Excerpted text:
★ ★ ★ ★

Maya Krishna Rao (born 1953) is an Indian theatre artist, stand-up comedian and social activist. Her well-known plays include Om Swaha, Dafa No. 180, Ravanama and Heads Are Meant for Walking Into. She is a recipient of the Sangeet Natak Akademi Award (2010), which she returned five years later citing growth of intolerance in India.

Biography
Born in 1953 in New York City, Rao moved to India at a young age. She was inspired by her mother Bhanumathi Rao, who was associated with Malayalam theatre in the 1960s. Rao studied at Modern School, New Delhi. She completed her bachelor's degree from Miranda House, Delhi and received a Master's degree in political science from the  Jawaharlal Nehru University, Delhi. She also has a degree in theatre arts from the University of Leeds. During her stay in the United Kingdom, she was briefly associated with the "Perspectives Theatre Company" in Nottingham and the "Leeds Playhouse Theatre-in-Education Company".

Rao is a trained Kathakali artist; she received her training from Mampuzha Madhava Panicker and Sadanam Balakrishnan.

★ ★ ★ ★

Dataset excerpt
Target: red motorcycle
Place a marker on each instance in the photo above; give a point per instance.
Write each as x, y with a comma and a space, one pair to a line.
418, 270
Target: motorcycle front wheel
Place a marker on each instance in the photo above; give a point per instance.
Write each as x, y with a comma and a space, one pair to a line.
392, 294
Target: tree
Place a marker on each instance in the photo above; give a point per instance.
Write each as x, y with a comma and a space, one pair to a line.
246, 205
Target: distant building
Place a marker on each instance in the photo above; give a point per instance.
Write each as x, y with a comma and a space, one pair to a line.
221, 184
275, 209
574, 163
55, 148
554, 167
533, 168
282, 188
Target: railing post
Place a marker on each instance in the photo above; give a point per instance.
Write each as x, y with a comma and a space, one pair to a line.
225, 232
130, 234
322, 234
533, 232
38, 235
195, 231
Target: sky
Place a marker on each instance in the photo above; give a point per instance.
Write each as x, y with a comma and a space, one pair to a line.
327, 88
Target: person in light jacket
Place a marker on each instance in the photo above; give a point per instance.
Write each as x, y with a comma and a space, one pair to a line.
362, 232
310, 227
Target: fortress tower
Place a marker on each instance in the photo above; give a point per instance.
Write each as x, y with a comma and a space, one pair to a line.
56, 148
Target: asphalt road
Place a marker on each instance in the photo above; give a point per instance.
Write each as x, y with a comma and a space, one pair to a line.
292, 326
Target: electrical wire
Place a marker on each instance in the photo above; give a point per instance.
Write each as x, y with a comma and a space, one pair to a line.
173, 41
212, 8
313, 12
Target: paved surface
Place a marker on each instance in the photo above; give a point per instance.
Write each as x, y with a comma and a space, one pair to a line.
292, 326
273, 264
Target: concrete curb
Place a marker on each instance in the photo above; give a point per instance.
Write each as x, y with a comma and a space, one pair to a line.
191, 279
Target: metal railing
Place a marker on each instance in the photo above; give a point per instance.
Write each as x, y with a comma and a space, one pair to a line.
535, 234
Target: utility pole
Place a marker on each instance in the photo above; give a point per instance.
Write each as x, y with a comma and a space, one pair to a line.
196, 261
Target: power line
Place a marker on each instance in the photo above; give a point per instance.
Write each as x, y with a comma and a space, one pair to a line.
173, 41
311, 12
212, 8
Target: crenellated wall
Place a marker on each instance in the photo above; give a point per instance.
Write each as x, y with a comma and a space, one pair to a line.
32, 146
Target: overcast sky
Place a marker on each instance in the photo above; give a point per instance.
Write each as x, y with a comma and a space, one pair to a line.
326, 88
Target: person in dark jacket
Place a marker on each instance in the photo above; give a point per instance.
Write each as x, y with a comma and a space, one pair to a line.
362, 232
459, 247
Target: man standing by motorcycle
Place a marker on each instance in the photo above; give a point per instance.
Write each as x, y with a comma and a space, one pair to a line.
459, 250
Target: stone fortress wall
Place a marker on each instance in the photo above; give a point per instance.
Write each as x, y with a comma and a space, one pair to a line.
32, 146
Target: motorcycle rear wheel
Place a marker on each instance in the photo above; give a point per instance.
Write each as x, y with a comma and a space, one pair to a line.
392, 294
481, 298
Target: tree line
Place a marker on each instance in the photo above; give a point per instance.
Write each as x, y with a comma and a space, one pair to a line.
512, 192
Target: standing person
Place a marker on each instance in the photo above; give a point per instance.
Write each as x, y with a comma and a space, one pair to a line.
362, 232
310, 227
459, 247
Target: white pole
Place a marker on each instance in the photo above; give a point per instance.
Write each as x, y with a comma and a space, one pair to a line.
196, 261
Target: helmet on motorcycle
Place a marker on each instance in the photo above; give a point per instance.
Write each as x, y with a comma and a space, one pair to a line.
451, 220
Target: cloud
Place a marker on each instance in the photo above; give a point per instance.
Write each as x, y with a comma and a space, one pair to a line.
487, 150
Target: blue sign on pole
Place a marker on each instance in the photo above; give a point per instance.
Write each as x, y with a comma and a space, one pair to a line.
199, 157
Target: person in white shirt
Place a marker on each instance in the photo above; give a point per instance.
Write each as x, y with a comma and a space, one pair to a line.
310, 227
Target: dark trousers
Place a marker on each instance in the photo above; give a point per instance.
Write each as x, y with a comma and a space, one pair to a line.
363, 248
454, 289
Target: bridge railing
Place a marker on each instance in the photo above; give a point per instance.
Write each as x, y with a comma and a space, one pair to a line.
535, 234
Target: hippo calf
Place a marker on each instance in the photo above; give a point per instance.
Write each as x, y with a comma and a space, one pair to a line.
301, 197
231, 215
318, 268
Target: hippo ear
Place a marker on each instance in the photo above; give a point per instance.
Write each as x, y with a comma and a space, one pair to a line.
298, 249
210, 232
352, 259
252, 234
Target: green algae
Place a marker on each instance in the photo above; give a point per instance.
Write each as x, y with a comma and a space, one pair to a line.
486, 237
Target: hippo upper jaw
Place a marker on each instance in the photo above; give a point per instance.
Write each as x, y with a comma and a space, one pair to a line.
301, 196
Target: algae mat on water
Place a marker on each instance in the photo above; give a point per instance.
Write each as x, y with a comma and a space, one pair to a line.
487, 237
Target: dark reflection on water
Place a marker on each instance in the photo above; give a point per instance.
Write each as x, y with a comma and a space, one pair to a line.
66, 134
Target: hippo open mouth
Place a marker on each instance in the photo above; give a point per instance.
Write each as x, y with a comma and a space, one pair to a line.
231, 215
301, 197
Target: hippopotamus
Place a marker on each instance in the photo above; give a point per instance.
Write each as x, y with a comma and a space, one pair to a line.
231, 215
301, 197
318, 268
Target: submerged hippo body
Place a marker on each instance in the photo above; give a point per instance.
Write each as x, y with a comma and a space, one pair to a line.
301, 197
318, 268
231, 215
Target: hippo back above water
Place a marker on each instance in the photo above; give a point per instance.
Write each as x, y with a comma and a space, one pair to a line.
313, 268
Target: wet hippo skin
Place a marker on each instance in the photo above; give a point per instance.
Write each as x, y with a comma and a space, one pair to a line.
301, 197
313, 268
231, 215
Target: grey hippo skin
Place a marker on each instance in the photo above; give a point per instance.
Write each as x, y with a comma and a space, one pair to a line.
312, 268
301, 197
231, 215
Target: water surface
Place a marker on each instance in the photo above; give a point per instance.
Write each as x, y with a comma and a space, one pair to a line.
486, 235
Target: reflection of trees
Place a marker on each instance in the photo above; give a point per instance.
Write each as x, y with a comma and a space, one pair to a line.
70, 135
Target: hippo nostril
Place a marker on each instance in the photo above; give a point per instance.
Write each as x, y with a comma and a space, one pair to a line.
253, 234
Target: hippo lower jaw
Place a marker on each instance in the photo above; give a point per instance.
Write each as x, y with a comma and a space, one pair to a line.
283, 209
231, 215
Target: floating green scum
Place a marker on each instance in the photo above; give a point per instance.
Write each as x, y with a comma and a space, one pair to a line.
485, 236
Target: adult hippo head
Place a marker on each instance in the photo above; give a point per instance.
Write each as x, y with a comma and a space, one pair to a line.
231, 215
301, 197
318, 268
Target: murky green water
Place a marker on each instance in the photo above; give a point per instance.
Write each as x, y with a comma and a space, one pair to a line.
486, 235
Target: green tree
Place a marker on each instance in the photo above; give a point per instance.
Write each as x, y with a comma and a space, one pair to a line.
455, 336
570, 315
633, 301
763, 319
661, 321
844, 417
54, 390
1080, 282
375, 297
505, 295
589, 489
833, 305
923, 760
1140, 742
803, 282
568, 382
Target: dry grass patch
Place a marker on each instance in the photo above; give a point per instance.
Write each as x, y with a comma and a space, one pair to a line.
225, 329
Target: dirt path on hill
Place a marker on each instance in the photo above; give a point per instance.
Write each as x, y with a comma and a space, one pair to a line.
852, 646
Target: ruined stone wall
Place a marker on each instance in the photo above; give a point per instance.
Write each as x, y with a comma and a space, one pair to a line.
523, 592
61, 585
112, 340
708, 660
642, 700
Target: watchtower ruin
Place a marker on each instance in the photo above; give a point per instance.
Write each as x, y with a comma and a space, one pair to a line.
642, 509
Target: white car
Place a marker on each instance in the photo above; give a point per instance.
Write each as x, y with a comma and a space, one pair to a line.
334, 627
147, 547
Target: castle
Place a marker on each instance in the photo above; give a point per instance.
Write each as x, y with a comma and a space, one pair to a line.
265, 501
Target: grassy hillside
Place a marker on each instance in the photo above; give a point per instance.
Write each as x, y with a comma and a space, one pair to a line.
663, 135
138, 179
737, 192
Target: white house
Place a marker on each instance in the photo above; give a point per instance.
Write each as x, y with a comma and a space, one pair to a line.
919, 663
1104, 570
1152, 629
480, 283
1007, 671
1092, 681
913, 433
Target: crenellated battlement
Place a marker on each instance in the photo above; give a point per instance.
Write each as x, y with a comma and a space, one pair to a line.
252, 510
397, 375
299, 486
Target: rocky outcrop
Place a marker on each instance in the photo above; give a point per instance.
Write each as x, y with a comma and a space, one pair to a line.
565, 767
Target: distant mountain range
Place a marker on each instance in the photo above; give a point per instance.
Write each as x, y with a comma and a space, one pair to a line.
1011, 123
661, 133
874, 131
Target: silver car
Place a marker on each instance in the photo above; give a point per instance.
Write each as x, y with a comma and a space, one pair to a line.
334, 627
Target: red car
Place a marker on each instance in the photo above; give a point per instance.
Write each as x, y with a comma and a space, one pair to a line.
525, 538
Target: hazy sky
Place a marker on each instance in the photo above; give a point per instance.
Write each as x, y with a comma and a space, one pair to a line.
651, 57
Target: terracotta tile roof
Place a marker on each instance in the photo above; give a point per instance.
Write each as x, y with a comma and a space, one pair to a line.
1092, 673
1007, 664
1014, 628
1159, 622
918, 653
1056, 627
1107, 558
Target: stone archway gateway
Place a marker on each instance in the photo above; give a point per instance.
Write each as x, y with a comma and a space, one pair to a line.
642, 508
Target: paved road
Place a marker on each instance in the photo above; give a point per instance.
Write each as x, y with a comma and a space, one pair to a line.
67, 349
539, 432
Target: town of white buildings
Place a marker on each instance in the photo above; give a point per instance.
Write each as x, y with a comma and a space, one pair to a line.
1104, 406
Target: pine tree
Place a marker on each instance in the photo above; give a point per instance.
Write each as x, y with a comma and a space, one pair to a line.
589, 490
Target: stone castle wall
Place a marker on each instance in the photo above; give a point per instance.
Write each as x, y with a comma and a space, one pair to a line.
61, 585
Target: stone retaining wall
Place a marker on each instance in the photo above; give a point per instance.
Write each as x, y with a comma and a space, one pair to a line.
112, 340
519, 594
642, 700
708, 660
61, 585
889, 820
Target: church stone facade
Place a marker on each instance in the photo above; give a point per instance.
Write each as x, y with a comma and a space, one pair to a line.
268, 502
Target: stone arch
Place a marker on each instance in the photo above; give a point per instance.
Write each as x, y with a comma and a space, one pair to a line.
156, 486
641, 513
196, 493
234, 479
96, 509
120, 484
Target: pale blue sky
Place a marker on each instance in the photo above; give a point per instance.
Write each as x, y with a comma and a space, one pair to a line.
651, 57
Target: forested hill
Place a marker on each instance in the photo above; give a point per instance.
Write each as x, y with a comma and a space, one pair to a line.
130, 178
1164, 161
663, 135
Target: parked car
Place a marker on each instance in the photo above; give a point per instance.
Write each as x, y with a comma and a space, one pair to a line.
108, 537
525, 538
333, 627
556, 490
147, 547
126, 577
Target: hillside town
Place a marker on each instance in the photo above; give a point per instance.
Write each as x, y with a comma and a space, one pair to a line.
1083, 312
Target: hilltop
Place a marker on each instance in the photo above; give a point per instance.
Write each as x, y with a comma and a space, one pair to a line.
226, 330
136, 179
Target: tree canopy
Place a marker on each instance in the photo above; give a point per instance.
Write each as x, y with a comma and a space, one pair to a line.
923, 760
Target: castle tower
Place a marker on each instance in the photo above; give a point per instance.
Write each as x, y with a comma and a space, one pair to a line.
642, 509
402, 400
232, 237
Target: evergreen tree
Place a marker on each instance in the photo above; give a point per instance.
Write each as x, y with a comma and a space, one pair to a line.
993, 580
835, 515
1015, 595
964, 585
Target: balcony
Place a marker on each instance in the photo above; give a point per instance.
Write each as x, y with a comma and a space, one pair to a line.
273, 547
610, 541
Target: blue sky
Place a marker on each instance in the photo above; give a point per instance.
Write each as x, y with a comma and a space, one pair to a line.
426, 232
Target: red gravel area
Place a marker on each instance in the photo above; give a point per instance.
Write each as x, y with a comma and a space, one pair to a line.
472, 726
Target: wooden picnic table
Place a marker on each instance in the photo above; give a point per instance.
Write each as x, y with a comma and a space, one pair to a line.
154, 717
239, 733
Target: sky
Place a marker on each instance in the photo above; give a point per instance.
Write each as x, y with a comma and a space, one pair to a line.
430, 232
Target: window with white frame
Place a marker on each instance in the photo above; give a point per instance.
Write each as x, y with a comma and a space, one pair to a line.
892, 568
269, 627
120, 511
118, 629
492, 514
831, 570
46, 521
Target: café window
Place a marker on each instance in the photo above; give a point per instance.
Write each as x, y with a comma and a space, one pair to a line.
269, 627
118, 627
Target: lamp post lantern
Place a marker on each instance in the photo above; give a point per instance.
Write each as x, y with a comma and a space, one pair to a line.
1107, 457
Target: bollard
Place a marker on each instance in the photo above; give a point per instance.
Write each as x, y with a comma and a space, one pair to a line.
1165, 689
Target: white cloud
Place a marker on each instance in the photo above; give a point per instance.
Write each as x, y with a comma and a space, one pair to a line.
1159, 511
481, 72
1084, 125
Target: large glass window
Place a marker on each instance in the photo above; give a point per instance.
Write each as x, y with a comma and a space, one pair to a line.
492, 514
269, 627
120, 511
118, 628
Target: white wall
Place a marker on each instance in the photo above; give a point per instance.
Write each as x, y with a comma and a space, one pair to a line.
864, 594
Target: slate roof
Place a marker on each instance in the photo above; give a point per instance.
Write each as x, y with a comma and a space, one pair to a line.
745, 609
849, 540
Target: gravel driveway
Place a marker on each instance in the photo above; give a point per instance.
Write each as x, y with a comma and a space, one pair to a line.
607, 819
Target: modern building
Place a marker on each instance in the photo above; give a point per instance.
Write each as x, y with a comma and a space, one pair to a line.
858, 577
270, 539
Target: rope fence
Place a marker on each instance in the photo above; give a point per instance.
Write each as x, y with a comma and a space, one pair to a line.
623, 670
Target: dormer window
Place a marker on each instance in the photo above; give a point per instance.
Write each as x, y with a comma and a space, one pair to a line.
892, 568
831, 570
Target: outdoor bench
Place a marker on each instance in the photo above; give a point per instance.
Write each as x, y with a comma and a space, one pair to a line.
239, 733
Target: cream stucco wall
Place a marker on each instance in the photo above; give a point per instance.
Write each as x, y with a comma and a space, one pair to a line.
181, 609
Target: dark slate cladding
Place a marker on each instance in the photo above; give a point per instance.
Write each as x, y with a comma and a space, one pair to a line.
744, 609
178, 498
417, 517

★ ★ ★ ★

Reproduce the full biographical text on Maya Krishna Rao word for word. This listing has no connection to the biographical text on Maya Krishna Rao.

Response to the task:
Maya Krishna Rao (born 1953) is an Indian theatre artist, stand-up comedian and social activist. Her well-known plays include Om Swaha, Dafa No. 180, Ravanama and Heads Are Meant for Walking Into. She is a recipient of the Sangeet Natak Akademi Award (2010), which she returned five years later citing growth of intolerance in India.

Biography
Born in 1953 in New York City, Rao moved to India at a young age. She was inspired by her mother Bhanumathi Rao, who was associated with Malayalam theatre in the 1960s. Rao studied at Modern School, New Delhi. She completed her bachelor's degree from Miranda House, Delhi and received a Master's degree in political science from the  Jawaharlal Nehru University, Delhi. She also has a degree in theatre arts from the University of Leeds. During her stay in the United Kingdom, she was briefly associated with the "Perspectives Theatre Company" in Nottingham and the "Leeds Playhouse Theatre-in-Education Company".

Rao is a trained Kathakali artist; she received her training from Mampuzha Madhava Panicker and Sadanam Balakrishnan.